| What this exercise asks |
a) Translate this sentence from the passage on the personal shadow into Spanish: "This is the grace dimension, the spiritual assistance to our work."
b) In the passage on the personal shadow, what does the "Announce it" step tell you to do?
c) Swap "choices" for "decisions" in the passage on the personal shadow and write out the section that starts with the words "To befriend the POSITIVE" and ends after "for their support.".

To befriend the POSITIVE personal shadow: Use this
triple A approach:
• Affirm that you have the quality you
admire or envy in someone else. This can be a simple
declaration or affirmation such as: "I am more and
more courageous."
• Act as if you have that quality by making
choices that demonstrate it.
• Announce it: Tell everybody you know that
you are making these changes and ask for their support.
These are three steps we take. They are
usually followed by shifts in our personality; we
begin to act in wiser, more loving, and more healing
ways with no further need for effort. This is the grace
dimension, the spiritual assistance to our work.
To befriend the NEGATIVE personal shadow, here are
five A’s:
• Acknowledge that you have all the
attributes humans can have, that you contain both sides
of every human coin. Acknowledge that you have the
specific negative traits you see in others that evoke a
strong reaction of repulsion in you. The urge to observe
coexists with its opposite impulse to expose.
• Allow yourself to hold and cradle these as
parts of yourself. Acknowledge that they may have gone
underground for a legitimate purpose and are now ready
to be turned inside out and become something more
creative and empowering in your life.

| Data shown |
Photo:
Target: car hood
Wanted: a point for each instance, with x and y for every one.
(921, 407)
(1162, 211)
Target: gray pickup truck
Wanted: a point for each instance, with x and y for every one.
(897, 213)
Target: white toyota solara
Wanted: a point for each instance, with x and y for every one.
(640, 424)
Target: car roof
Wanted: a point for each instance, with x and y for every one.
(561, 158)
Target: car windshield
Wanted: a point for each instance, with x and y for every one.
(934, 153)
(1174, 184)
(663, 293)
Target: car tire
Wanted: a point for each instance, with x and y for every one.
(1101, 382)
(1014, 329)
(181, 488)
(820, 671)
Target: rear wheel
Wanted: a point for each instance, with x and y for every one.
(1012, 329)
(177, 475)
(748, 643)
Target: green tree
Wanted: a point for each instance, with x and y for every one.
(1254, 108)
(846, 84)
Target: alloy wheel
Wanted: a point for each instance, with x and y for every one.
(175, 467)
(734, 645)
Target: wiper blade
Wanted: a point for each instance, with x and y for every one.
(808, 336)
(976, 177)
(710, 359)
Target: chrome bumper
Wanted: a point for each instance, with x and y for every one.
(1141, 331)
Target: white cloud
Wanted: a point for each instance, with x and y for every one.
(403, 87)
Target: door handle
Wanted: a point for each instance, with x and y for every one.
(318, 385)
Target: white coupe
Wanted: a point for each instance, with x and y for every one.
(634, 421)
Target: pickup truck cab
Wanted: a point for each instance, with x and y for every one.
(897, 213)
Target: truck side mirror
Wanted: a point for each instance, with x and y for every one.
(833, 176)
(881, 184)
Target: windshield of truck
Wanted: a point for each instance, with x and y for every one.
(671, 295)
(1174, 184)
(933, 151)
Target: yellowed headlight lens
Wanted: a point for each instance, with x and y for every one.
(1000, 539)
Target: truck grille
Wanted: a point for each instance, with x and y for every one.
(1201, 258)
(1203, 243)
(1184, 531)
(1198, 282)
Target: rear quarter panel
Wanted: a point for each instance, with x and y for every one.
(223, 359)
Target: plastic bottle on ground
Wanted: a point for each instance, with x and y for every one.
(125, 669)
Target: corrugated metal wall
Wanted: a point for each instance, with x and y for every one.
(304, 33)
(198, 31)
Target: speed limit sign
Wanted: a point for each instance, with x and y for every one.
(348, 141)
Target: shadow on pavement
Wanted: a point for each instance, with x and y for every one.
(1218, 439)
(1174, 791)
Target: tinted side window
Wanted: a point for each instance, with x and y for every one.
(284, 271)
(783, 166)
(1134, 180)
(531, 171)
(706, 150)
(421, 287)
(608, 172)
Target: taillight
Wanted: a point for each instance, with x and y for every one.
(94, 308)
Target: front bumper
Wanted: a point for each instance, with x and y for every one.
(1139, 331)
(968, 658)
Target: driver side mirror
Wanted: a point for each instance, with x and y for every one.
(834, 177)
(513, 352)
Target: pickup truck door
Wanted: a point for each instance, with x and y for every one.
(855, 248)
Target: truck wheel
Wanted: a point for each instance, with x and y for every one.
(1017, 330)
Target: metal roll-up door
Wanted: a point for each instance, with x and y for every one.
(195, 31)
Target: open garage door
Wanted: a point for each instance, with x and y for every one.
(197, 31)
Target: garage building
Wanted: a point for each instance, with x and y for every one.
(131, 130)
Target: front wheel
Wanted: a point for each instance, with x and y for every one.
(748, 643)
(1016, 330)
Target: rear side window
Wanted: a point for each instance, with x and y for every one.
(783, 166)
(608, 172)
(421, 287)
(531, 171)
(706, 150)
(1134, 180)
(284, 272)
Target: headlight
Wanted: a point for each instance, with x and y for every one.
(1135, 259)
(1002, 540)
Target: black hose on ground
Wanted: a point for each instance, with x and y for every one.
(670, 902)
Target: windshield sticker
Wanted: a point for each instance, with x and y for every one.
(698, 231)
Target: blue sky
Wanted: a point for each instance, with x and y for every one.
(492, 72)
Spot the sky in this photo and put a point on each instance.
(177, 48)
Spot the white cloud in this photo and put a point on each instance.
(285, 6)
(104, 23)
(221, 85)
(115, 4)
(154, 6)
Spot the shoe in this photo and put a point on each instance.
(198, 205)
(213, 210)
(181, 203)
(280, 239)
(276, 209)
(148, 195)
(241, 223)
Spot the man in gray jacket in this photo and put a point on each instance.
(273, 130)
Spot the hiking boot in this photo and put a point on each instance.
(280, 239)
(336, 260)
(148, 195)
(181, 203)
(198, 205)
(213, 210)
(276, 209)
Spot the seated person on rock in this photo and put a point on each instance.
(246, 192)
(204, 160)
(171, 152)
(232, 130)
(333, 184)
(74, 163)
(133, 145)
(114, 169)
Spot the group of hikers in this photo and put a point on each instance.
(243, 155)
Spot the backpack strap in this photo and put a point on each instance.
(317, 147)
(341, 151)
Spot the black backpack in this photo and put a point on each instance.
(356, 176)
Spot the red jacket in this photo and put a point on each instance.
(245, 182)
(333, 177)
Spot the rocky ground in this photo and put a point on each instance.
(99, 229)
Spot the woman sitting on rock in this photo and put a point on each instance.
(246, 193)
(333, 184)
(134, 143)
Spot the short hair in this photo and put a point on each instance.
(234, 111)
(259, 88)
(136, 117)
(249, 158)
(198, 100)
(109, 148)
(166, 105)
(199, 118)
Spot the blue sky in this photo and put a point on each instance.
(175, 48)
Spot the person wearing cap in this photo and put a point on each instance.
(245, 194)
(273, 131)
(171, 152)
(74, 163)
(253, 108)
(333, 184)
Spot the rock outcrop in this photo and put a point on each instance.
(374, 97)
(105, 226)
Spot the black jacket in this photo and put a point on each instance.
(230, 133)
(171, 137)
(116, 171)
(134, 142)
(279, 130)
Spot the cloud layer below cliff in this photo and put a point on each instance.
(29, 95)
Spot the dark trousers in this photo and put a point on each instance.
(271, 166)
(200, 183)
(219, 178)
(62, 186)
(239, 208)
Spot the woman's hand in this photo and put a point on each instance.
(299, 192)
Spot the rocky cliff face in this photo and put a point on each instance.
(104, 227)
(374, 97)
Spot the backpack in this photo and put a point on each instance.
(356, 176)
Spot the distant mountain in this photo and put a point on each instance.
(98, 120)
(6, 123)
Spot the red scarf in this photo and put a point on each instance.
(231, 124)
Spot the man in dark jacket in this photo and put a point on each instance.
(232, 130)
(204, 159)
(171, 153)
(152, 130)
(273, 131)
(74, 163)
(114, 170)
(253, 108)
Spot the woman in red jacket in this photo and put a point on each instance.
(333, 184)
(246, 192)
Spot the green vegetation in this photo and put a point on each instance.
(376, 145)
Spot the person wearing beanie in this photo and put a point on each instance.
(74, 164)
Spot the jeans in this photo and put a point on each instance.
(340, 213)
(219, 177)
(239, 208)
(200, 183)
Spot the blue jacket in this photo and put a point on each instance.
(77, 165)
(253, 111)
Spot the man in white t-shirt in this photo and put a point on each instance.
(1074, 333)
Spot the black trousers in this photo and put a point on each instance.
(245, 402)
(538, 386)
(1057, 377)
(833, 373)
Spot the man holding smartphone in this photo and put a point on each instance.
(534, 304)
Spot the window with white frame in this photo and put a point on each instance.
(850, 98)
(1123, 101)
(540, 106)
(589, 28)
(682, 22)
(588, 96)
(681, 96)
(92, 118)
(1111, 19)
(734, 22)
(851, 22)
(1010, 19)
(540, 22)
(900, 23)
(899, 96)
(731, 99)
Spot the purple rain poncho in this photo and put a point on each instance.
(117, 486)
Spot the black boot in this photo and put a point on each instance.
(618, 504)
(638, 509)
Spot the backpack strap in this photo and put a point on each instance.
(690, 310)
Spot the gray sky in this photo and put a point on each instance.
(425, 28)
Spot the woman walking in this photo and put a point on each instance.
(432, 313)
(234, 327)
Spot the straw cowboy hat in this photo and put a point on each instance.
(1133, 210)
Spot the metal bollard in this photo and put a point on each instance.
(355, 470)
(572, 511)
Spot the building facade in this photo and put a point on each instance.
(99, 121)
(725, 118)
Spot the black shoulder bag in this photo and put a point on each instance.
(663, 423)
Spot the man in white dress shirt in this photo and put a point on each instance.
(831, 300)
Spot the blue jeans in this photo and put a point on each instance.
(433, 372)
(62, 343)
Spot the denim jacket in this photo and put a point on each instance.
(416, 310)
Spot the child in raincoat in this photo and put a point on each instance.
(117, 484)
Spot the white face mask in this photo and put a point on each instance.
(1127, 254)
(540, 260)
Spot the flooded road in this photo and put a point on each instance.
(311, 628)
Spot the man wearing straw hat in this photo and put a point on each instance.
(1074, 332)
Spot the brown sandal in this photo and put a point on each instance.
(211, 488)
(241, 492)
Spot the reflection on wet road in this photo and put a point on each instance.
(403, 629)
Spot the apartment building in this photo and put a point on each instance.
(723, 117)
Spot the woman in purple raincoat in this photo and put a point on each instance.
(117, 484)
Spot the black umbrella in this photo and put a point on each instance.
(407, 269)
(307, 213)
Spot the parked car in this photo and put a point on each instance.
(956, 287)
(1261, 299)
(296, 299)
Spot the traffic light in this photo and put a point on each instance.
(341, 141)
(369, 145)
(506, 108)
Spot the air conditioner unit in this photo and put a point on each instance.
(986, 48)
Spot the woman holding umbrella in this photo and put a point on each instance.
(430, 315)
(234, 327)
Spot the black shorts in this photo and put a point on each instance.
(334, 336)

| Exercise solutions |
a) Esta es la dimensión de la gracia, la asistencia espiritual a nuestro trabajo.

b) Tell everybody you know that you are making these changes and ask for their support.

c)
To befriend the POSITIVE personal shadow: Use this
triple A approach:
• Affirm that you have the quality you
admire or envy in someone else. This can be a simple
declaration or affirmation such as: "I am more and
more courageous."
• Act as if you have that quality by making
decisions that demonstrate it.
• Announce it: Tell everybody you know that
you are making these changes and ask for their support.